▶ **EXERCISE OBJECTIVE**
List each line below that contains the word "forested".

Photo object pointing records

══════════════════════════════

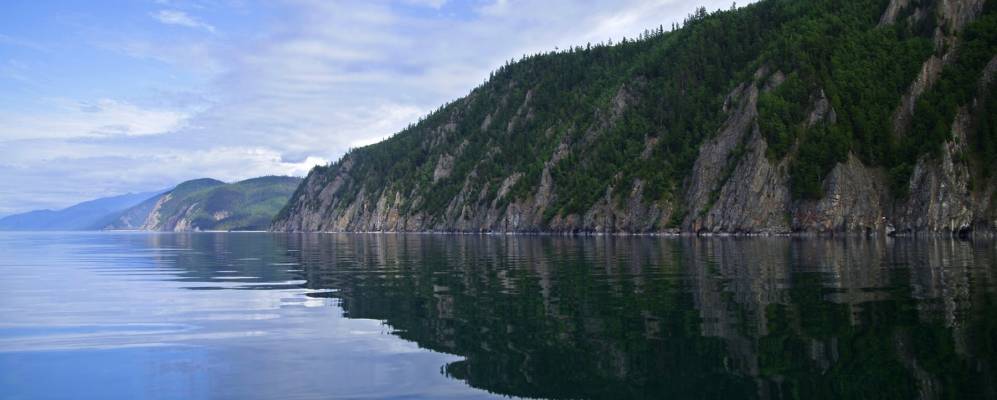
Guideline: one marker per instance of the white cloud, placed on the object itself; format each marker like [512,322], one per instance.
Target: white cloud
[175,17]
[299,91]
[65,118]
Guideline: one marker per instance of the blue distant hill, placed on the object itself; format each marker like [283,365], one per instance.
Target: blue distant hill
[87,215]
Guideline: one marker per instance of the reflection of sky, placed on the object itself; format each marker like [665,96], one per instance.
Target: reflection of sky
[114,316]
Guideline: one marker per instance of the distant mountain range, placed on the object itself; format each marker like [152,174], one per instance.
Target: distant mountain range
[200,204]
[88,215]
[209,204]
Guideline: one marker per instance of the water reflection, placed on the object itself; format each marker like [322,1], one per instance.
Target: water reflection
[703,318]
[552,317]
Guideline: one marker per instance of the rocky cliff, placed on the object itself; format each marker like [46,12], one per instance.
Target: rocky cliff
[761,134]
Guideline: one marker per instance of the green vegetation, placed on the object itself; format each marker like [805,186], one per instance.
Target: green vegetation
[209,204]
[640,109]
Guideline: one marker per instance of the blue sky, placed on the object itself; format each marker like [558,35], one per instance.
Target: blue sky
[101,98]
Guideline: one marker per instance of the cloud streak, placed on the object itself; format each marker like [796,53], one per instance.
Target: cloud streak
[174,17]
[302,82]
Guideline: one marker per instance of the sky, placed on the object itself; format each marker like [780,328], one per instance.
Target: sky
[100,98]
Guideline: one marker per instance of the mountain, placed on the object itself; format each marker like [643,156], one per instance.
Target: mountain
[809,116]
[87,215]
[209,204]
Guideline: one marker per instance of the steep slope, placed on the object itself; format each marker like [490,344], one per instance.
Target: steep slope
[782,116]
[87,215]
[208,204]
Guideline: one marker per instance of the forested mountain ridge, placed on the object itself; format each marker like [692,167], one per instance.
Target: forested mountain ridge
[87,215]
[781,116]
[209,204]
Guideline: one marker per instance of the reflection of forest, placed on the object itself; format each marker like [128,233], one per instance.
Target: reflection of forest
[703,318]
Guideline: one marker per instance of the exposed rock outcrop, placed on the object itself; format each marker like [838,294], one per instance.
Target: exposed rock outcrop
[734,186]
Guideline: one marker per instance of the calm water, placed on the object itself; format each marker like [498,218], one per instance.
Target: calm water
[255,315]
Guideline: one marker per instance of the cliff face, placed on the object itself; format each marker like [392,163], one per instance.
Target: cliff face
[465,169]
[208,204]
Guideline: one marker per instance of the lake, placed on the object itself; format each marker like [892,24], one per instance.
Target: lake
[314,316]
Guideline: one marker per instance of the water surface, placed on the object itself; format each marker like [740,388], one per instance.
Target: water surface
[259,315]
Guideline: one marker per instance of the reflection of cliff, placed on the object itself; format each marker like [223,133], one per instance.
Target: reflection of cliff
[847,318]
[611,317]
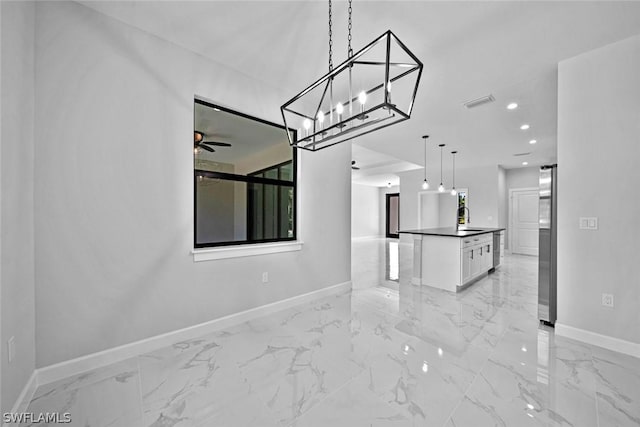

══════════════════════════════

▶ **SOLVED EXERCISE**
Guideline: one marker per instance of the forested mountain ridge, placed on the object itself; format each marker like [692,167], one per instance.
Target: forested mountain ridge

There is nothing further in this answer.